# Task
Each line holding the string "target" is to be copied from the data.

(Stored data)

· · · ·

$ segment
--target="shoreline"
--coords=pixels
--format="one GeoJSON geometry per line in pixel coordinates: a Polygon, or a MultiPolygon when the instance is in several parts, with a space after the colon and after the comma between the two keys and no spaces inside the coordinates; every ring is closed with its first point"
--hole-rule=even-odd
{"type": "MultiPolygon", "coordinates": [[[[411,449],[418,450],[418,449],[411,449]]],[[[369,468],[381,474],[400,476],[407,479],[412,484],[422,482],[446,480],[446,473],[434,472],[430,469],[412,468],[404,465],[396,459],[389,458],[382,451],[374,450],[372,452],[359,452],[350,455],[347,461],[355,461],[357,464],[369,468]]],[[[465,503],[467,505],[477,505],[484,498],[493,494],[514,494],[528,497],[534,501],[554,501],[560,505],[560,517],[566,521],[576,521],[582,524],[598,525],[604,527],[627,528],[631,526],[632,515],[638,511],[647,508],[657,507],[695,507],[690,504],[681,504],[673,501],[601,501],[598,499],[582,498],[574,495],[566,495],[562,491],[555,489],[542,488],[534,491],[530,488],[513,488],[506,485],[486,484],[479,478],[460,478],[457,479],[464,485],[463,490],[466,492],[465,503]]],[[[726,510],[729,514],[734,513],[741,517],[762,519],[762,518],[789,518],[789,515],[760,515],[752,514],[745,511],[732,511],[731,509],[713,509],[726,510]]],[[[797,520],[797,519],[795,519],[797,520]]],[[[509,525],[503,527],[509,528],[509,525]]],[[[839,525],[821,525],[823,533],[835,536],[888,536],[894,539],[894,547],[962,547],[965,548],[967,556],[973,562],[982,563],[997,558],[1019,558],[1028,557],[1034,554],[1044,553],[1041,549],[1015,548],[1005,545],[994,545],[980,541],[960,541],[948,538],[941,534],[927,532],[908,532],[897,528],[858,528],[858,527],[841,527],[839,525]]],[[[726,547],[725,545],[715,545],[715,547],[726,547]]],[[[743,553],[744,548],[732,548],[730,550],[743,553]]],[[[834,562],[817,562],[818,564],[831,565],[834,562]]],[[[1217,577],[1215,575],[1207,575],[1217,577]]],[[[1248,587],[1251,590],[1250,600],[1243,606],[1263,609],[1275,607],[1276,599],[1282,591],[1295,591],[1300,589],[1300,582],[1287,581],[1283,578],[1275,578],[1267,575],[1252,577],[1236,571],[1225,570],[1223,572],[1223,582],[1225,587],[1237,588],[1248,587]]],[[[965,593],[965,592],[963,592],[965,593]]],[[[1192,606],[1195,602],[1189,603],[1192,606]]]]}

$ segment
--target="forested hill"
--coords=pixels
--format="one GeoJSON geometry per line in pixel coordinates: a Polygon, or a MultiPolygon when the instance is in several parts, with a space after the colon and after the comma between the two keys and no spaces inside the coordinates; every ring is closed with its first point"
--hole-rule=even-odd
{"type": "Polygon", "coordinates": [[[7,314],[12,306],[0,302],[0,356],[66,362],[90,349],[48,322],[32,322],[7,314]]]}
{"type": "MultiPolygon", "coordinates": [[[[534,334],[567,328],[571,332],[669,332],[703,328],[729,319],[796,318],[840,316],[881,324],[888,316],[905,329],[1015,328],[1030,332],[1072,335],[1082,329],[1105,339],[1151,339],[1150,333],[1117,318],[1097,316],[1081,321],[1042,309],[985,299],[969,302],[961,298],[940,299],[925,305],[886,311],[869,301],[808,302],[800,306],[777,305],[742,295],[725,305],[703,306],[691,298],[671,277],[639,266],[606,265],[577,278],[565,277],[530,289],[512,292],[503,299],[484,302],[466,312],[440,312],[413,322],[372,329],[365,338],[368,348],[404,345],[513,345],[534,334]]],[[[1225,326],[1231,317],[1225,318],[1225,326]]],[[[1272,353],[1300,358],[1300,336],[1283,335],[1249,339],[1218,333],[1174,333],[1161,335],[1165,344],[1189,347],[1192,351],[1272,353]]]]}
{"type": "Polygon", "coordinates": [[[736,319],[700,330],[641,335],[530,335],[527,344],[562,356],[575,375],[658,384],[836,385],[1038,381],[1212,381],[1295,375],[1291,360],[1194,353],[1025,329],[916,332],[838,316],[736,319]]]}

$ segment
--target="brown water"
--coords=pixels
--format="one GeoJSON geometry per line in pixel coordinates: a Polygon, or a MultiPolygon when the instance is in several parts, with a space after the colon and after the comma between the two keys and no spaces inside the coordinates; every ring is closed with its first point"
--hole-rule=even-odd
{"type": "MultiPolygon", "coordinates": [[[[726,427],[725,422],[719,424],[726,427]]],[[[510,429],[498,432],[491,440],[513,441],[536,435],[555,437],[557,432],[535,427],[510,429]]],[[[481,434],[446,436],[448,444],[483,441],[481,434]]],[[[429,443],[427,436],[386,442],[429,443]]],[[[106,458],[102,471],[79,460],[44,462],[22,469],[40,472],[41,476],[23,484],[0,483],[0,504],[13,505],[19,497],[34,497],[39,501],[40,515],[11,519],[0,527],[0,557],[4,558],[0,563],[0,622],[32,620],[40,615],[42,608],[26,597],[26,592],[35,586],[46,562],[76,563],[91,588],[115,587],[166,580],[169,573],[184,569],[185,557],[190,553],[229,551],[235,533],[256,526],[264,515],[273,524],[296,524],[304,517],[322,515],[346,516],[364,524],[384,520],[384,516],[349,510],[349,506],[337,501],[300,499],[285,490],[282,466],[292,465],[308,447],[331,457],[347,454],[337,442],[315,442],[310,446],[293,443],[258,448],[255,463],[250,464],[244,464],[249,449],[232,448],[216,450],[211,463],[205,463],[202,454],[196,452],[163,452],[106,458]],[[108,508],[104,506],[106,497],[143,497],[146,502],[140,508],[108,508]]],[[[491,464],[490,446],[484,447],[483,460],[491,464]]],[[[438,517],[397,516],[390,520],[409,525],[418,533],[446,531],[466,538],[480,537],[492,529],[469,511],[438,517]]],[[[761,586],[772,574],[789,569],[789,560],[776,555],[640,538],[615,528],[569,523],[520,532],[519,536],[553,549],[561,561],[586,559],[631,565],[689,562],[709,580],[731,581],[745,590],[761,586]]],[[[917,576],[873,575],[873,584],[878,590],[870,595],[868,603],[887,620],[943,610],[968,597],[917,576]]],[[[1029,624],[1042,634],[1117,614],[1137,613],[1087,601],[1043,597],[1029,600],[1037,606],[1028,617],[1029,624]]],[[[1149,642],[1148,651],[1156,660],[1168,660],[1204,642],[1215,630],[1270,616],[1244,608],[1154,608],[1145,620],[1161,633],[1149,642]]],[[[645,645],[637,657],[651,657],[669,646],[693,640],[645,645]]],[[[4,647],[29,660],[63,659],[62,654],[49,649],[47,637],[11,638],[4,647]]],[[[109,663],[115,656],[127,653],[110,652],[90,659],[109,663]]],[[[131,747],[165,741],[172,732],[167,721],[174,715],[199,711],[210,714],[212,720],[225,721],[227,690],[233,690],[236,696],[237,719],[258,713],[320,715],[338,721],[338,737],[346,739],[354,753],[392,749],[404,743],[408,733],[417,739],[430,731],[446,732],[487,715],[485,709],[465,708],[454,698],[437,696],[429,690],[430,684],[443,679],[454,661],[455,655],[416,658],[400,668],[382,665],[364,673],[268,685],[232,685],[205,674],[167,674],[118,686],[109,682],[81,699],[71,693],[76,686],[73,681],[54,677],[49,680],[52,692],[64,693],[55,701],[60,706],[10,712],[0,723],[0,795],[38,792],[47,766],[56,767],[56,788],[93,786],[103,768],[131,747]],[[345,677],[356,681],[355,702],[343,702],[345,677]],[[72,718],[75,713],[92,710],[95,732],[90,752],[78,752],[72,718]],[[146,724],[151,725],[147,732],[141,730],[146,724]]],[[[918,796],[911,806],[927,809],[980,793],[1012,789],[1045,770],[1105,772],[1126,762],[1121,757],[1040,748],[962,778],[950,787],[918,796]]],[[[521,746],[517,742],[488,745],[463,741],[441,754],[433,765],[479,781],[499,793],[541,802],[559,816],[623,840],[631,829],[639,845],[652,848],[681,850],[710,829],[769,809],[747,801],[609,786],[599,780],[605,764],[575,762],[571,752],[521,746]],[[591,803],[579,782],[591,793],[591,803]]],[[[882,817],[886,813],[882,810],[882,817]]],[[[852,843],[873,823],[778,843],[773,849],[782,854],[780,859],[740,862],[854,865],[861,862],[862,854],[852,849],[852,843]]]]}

· · · ·

# Answer to this problem
--target="shoreline"
--target="forested hill"
--target="brown water"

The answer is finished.